**Object point labels**
________________

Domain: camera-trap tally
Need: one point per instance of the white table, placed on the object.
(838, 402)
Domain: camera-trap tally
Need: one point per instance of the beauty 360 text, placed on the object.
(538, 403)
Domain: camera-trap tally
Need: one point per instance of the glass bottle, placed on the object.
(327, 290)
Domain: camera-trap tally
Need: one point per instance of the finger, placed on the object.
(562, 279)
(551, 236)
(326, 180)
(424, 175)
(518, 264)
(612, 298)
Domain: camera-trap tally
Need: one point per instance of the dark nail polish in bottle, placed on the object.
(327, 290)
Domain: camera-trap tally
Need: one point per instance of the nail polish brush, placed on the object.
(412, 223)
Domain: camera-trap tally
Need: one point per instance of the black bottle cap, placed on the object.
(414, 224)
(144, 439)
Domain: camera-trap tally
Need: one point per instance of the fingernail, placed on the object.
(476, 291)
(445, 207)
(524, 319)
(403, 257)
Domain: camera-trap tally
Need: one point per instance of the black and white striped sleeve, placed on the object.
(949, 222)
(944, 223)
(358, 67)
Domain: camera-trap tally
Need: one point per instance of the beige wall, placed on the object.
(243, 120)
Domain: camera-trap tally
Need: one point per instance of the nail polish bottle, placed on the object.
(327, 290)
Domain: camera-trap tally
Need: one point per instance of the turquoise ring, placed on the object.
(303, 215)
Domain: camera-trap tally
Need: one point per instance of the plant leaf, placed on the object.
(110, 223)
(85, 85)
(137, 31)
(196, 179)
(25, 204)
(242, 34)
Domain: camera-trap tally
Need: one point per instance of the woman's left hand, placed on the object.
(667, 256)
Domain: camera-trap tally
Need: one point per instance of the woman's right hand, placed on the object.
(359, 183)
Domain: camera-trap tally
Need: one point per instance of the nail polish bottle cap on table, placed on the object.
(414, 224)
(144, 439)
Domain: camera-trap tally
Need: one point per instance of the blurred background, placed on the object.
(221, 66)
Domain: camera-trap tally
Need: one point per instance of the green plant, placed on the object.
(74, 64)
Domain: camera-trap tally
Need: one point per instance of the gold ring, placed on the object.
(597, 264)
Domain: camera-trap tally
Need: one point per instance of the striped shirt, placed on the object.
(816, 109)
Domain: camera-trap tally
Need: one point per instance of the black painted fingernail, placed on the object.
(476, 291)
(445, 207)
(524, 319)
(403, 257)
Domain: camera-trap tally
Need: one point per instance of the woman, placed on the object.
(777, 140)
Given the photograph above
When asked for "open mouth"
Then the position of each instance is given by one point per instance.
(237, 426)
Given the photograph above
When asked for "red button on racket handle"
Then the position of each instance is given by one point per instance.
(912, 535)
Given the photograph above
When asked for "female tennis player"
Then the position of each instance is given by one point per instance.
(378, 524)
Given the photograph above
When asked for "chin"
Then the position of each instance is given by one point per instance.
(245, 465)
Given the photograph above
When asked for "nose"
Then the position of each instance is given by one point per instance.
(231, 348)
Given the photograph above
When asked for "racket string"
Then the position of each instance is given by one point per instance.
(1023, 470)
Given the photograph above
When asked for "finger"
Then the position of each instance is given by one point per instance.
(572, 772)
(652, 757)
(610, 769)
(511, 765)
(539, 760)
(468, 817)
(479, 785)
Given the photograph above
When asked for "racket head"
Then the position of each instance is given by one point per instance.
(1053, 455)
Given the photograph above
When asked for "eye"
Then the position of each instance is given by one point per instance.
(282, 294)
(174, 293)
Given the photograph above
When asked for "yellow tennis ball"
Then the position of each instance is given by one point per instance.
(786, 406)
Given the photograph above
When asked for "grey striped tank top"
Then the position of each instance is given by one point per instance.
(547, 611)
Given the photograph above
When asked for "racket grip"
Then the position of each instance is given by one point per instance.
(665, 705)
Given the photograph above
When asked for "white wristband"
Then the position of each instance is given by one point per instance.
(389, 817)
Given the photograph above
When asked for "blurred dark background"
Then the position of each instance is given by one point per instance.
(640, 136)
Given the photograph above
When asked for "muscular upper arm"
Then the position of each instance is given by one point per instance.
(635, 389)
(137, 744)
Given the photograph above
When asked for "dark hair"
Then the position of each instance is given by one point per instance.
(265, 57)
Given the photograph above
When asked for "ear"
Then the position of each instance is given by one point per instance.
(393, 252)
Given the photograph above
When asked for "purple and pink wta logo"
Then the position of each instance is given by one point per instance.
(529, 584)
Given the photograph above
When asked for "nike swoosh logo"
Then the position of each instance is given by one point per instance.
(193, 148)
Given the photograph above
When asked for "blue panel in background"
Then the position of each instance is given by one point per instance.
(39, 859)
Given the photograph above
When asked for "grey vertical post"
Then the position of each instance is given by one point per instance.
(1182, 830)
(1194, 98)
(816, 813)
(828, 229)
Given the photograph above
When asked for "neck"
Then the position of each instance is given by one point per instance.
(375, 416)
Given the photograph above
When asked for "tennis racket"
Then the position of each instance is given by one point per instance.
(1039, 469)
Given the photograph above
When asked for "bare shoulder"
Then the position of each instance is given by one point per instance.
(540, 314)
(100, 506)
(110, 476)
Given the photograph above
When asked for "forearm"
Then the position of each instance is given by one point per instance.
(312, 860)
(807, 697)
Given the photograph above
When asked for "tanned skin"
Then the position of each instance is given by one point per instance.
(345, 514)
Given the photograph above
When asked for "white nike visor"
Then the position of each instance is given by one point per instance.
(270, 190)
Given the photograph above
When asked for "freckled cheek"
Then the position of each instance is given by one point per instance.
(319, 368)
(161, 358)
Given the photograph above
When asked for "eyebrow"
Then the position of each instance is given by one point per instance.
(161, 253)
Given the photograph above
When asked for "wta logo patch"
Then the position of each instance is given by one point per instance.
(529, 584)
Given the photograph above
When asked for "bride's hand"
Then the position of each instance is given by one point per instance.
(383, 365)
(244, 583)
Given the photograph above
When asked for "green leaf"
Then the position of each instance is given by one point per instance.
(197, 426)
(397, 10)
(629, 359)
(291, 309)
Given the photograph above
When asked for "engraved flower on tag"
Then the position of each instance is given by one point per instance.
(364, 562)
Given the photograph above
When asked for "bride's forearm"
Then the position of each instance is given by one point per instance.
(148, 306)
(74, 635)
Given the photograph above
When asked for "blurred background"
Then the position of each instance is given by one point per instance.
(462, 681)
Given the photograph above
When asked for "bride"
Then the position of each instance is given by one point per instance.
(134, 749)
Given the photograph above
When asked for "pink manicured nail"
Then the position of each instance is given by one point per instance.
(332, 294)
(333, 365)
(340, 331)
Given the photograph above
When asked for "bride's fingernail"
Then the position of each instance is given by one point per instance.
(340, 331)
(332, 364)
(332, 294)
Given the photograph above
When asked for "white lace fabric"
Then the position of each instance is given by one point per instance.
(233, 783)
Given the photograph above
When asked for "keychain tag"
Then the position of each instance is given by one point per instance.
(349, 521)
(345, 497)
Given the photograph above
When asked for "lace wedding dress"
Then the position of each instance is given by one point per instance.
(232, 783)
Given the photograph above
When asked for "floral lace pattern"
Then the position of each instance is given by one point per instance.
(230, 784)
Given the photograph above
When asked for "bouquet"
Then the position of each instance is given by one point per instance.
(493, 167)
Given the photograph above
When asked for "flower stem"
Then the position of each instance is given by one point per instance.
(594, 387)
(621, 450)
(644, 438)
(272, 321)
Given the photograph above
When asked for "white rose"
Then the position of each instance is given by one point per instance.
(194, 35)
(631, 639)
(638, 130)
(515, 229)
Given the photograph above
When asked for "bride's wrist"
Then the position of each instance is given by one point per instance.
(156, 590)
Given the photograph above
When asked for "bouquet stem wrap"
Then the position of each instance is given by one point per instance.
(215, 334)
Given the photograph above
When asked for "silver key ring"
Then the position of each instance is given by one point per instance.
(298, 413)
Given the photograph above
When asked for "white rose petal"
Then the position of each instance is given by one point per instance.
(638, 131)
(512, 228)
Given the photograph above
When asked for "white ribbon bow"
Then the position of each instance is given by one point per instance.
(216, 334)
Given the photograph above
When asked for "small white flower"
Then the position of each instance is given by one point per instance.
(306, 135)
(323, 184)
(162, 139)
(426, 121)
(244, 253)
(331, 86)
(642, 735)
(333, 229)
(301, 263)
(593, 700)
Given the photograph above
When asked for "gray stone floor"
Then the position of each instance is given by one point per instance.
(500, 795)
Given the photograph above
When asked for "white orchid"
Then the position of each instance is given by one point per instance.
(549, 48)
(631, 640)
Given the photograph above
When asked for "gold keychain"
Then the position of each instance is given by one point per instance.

________________

**Direction**
Show every line of the data above that contains the string "nike".

**Expected answer**
When asked for "nike swoosh logo"
When asked for "white nike visor"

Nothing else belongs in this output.